● **Directions for this task**: Take the entries below and print, exactly, the stretch from the line containing "the encrusted boulder" through the line containing "the diver's swim", both included.

+++ Supplied material

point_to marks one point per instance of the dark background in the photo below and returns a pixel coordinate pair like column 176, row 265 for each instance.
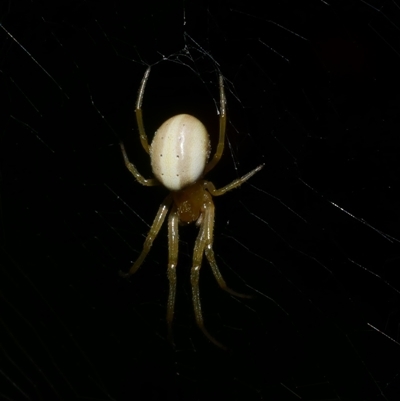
column 313, row 92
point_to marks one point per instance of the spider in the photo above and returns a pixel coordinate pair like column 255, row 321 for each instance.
column 179, row 156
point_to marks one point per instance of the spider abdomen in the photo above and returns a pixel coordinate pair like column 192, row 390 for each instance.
column 179, row 151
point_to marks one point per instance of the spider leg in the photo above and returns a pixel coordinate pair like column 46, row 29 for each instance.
column 194, row 279
column 173, row 240
column 138, row 111
column 155, row 228
column 144, row 181
column 222, row 126
column 234, row 184
column 209, row 237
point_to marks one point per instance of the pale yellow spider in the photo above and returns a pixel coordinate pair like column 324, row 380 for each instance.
column 179, row 156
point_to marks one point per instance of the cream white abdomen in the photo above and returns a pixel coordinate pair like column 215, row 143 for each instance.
column 179, row 151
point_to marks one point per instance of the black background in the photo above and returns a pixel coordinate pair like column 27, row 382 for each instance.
column 313, row 92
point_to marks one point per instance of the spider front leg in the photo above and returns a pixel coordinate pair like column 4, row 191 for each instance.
column 209, row 238
column 146, row 182
column 194, row 279
column 155, row 228
column 234, row 184
column 138, row 111
column 173, row 240
column 222, row 127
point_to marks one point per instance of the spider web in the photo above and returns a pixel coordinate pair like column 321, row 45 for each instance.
column 312, row 90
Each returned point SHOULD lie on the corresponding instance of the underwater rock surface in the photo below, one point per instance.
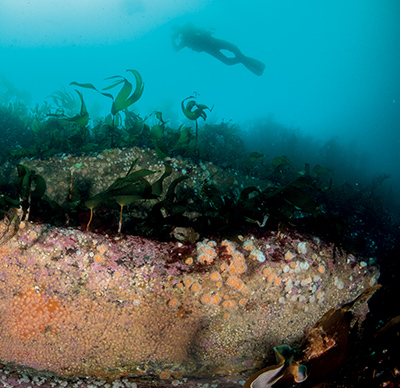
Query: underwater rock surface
(80, 304)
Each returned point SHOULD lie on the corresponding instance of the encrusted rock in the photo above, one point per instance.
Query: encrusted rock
(80, 304)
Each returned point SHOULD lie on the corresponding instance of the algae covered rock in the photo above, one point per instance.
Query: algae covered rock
(79, 304)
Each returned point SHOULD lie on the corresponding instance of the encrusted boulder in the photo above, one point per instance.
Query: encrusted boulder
(139, 311)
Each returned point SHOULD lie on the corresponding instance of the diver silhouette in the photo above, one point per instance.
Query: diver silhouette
(201, 40)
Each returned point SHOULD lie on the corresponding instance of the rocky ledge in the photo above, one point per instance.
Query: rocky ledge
(82, 308)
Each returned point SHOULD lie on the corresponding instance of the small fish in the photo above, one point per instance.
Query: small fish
(286, 371)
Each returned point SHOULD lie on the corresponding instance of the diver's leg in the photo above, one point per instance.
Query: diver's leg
(254, 65)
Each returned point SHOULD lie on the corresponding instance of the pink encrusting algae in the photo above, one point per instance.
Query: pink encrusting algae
(80, 304)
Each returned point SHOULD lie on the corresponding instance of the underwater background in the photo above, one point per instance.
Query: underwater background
(326, 107)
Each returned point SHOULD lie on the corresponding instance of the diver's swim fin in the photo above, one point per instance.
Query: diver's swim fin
(254, 65)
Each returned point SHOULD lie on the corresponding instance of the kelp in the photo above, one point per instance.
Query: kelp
(132, 187)
(125, 96)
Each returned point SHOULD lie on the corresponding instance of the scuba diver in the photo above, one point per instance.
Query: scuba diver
(201, 40)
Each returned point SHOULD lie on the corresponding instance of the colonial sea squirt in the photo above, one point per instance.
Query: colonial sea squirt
(82, 304)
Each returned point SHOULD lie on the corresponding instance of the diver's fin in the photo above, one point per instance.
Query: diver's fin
(254, 65)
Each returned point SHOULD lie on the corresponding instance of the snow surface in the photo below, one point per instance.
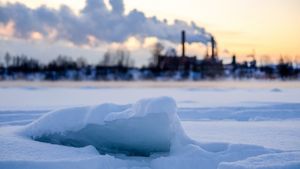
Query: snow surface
(211, 128)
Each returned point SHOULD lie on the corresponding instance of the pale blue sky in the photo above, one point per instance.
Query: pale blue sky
(268, 26)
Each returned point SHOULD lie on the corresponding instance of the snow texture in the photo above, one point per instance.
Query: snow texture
(147, 134)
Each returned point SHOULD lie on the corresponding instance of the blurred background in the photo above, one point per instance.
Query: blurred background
(109, 40)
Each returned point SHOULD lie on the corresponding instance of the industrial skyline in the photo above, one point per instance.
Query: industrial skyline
(240, 27)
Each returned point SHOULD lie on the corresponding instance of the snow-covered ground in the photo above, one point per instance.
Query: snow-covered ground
(193, 127)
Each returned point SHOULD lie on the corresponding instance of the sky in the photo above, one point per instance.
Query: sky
(241, 27)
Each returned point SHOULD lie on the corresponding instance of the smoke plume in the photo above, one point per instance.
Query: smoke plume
(97, 21)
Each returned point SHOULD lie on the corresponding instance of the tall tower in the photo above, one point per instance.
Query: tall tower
(183, 42)
(213, 47)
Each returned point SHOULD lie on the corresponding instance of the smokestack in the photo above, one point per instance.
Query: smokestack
(183, 42)
(213, 46)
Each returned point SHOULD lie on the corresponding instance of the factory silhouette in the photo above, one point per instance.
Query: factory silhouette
(117, 65)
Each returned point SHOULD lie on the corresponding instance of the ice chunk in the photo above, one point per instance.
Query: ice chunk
(146, 127)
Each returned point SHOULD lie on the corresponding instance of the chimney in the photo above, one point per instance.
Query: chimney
(213, 46)
(183, 42)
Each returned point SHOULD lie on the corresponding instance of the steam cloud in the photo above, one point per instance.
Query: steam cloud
(96, 20)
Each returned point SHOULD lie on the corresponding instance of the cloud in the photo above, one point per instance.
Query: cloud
(97, 21)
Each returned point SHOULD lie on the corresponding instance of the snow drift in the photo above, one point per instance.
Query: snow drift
(146, 127)
(149, 129)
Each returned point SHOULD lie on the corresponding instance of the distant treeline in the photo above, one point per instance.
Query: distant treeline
(118, 65)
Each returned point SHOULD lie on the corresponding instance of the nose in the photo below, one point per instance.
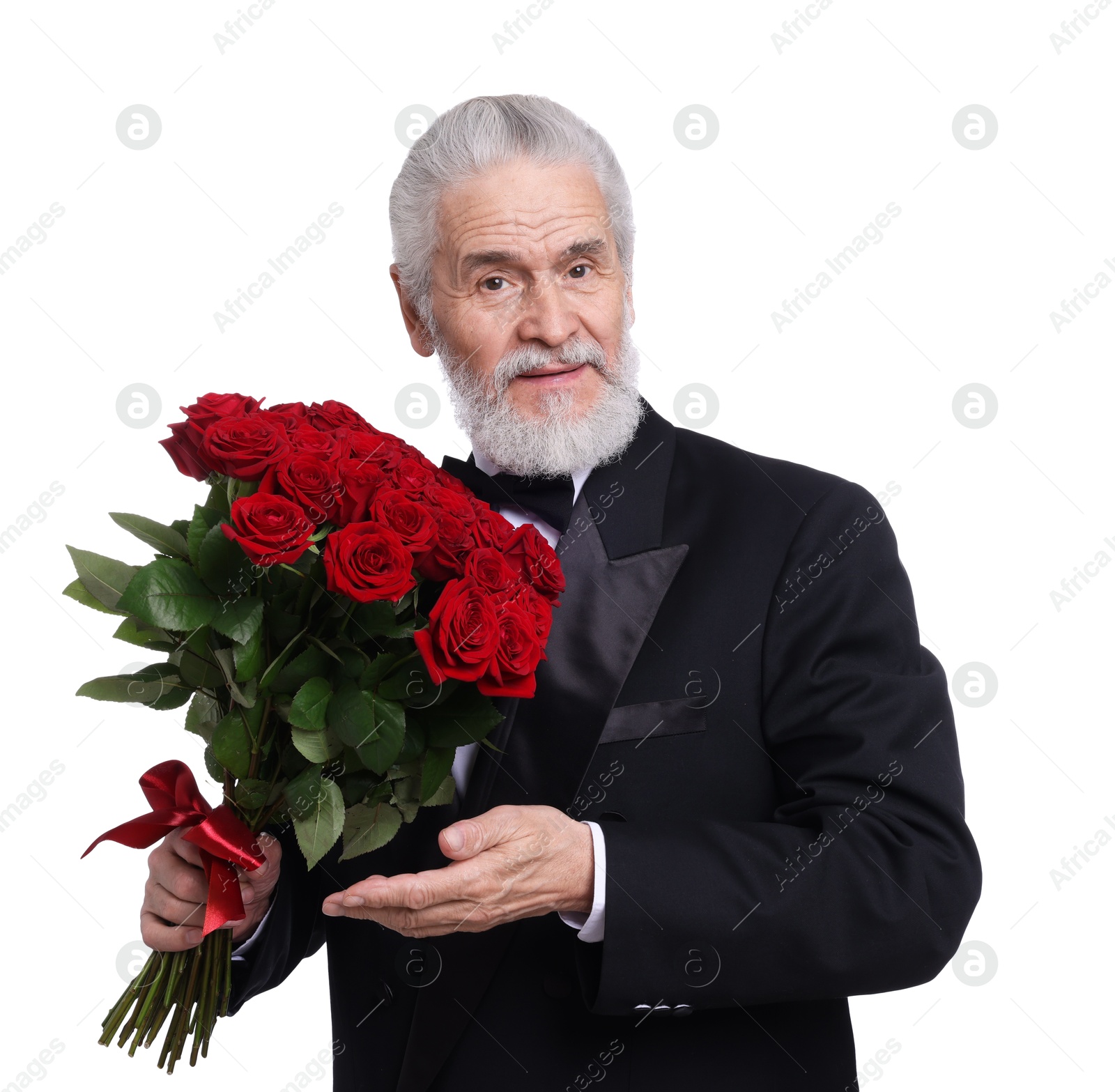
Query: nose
(546, 315)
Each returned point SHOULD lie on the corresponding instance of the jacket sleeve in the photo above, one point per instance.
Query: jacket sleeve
(293, 928)
(866, 875)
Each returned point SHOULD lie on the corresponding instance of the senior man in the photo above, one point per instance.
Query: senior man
(736, 797)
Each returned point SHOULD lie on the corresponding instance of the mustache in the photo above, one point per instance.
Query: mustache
(532, 357)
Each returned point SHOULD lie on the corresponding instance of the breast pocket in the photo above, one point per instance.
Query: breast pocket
(652, 720)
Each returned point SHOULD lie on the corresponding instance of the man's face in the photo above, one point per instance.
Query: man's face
(527, 261)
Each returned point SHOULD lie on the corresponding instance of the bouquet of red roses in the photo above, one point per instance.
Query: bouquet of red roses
(338, 614)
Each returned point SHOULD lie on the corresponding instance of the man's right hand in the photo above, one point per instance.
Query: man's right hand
(174, 897)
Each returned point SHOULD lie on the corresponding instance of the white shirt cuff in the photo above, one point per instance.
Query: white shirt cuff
(591, 925)
(245, 945)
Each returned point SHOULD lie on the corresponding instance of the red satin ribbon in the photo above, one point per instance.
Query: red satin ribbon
(221, 838)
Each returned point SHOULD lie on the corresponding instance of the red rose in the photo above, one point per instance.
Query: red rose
(312, 442)
(540, 609)
(308, 480)
(490, 528)
(330, 415)
(511, 670)
(368, 562)
(410, 520)
(413, 477)
(288, 422)
(187, 436)
(183, 449)
(454, 544)
(447, 500)
(290, 408)
(462, 636)
(212, 408)
(243, 447)
(533, 558)
(360, 482)
(271, 530)
(380, 449)
(490, 569)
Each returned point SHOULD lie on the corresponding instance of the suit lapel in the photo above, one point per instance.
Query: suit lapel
(617, 574)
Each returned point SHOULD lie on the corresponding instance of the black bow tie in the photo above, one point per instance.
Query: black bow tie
(549, 498)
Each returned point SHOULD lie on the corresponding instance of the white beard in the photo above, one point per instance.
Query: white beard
(563, 438)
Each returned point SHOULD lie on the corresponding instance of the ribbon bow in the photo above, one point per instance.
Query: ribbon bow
(222, 839)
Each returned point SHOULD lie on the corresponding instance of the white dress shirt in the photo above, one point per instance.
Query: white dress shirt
(590, 926)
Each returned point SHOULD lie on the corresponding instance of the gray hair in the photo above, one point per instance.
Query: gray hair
(471, 139)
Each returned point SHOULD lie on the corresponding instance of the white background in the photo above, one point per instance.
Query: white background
(814, 141)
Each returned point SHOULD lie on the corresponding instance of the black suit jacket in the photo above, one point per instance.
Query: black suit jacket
(737, 693)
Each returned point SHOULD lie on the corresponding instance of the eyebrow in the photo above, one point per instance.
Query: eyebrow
(481, 259)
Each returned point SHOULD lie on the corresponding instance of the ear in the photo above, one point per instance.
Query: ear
(416, 329)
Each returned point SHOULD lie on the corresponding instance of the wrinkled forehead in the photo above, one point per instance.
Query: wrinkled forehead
(525, 215)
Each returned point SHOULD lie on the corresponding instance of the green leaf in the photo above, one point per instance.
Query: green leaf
(223, 564)
(434, 771)
(241, 620)
(444, 794)
(276, 666)
(354, 661)
(321, 644)
(232, 744)
(135, 633)
(309, 663)
(167, 592)
(164, 539)
(203, 715)
(371, 620)
(76, 590)
(351, 715)
(219, 495)
(245, 694)
(203, 519)
(466, 716)
(157, 686)
(252, 793)
(317, 746)
(198, 670)
(304, 789)
(373, 675)
(248, 657)
(321, 824)
(405, 797)
(104, 578)
(369, 826)
(390, 725)
(356, 785)
(414, 743)
(308, 709)
(213, 768)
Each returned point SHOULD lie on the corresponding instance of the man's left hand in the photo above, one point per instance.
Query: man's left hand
(509, 863)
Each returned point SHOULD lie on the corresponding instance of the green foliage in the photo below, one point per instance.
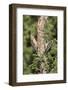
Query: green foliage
(31, 61)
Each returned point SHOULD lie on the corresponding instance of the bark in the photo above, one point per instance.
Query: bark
(39, 44)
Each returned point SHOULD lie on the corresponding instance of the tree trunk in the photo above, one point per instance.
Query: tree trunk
(39, 45)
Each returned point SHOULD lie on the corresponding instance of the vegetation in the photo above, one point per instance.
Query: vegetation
(32, 62)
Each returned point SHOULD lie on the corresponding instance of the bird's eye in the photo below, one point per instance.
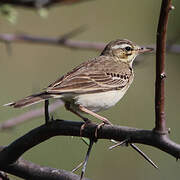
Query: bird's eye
(128, 48)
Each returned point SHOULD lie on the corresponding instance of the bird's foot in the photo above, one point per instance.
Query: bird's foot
(105, 122)
(86, 123)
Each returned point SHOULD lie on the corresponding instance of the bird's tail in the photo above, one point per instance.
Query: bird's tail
(29, 100)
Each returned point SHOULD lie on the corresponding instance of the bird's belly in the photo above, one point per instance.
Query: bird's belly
(100, 101)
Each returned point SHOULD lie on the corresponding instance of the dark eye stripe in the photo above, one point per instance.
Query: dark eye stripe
(128, 48)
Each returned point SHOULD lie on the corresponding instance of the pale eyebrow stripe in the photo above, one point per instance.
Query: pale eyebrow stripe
(121, 46)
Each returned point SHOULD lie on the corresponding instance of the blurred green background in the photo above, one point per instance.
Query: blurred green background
(30, 68)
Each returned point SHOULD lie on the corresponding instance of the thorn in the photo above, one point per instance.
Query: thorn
(125, 142)
(171, 7)
(86, 159)
(8, 48)
(169, 130)
(163, 75)
(143, 155)
(77, 167)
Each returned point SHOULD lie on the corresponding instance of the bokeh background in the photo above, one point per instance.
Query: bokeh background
(30, 68)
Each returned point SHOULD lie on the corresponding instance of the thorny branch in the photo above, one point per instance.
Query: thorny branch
(70, 128)
(31, 171)
(157, 138)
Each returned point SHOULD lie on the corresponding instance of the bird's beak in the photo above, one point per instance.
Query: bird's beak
(144, 49)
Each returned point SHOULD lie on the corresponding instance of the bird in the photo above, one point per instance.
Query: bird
(96, 84)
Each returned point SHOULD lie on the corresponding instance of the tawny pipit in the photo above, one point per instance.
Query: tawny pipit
(94, 85)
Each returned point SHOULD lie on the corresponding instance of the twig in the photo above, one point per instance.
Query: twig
(31, 171)
(46, 111)
(70, 128)
(143, 155)
(160, 122)
(3, 176)
(126, 142)
(86, 158)
(77, 167)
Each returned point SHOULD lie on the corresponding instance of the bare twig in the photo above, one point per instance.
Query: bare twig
(160, 125)
(143, 155)
(126, 142)
(31, 171)
(86, 158)
(70, 128)
(46, 111)
(3, 176)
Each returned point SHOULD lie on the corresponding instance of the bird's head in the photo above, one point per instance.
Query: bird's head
(124, 50)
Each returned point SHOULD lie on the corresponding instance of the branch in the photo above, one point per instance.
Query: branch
(12, 152)
(31, 171)
(160, 122)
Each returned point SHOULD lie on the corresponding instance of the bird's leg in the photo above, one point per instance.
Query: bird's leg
(105, 121)
(86, 120)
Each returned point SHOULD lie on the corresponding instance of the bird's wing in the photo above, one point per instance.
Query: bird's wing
(89, 78)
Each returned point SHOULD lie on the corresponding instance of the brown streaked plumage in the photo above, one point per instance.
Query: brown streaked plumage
(94, 85)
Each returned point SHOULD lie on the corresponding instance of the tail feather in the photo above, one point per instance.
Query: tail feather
(29, 100)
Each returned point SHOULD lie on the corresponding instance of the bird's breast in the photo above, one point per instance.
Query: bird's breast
(100, 101)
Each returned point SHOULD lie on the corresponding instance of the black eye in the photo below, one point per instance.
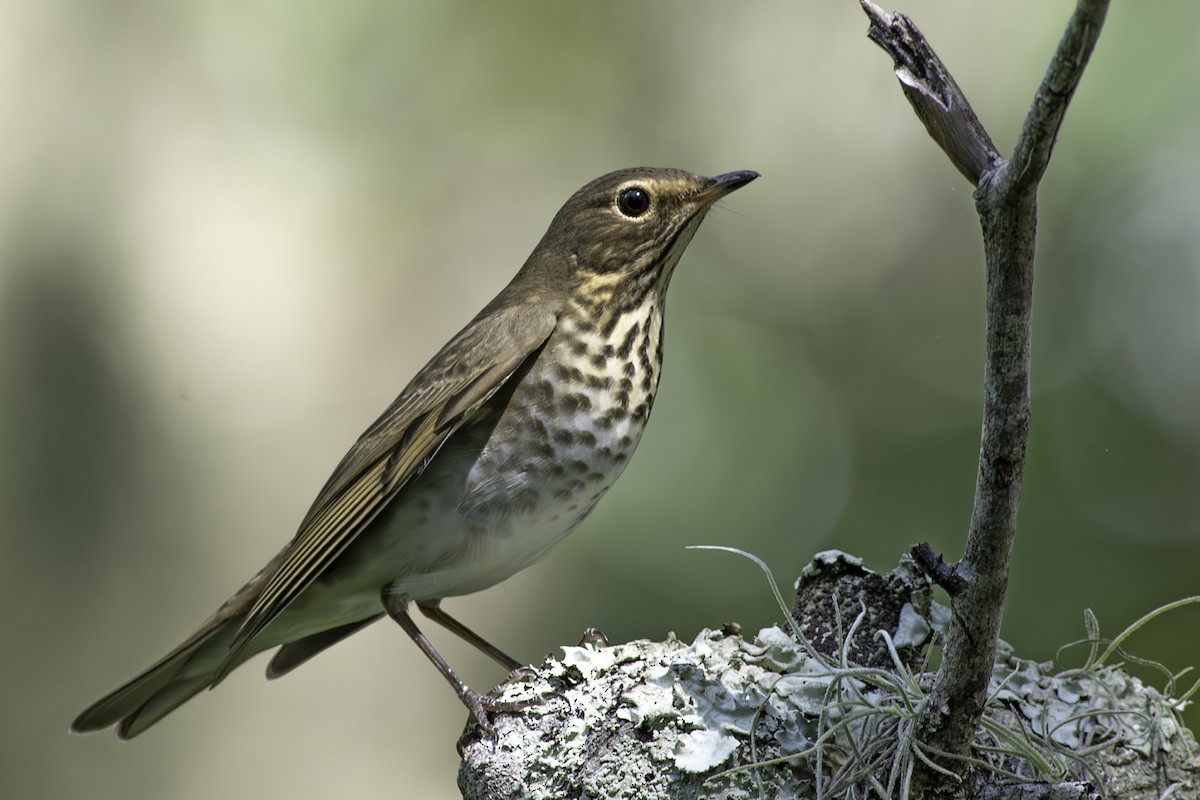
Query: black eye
(634, 202)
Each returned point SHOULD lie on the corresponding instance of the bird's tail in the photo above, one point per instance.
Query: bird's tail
(171, 681)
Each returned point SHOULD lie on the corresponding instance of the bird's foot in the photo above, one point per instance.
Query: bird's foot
(484, 707)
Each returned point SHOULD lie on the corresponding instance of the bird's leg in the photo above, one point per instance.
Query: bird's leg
(432, 609)
(479, 705)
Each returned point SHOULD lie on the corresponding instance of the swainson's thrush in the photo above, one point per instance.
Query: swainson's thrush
(495, 451)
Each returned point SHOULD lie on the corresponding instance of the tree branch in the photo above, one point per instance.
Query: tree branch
(1006, 199)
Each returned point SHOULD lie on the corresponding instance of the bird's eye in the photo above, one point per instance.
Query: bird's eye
(634, 200)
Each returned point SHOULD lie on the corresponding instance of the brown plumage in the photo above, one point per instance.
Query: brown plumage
(497, 449)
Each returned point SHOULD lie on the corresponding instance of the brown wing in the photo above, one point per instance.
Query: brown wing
(461, 378)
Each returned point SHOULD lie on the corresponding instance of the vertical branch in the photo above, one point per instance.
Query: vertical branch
(1006, 199)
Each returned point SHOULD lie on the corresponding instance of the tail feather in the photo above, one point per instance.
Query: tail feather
(163, 686)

++++++

● **Written solution**:
Each returned point SHOULD lie on the corresponding instance of the encrusted boulder in the photo above, one point per instance.
Query: encrusted boulder
(139, 311)
Each returned point SHOULD lie on the corresponding instance of the diver silhouette in the photo above, one point per instance.
Query: diver silhouette
(201, 40)
Each returned point SHOULD lie on the corresponding instance of the rocky ledge in the photo above, one point per instance.
Query: rocky ledge
(82, 308)
Each returned point SHOULD lie on the corresponding instance of the small fish in the photo above, one point per instance.
Query: small fish
(286, 371)
Each returned point SHOULD lie on the corresponding instance of the diver's leg in the photo above, one point per instance.
Query: diver's leg
(254, 65)
Each returned point SHOULD lie on the corresponding instance of the pink encrusting algae in the photo above, one point per instance.
Query: pink encrusting algae
(80, 304)
Each returned point SHOULD lie on the corresponding instance of the underwater background in the photo above, one point per instance.
Query: underwater background
(326, 107)
Each returned point SHOULD lie on the corresponding instance of the diver's swim fin in the photo above, one point per instance.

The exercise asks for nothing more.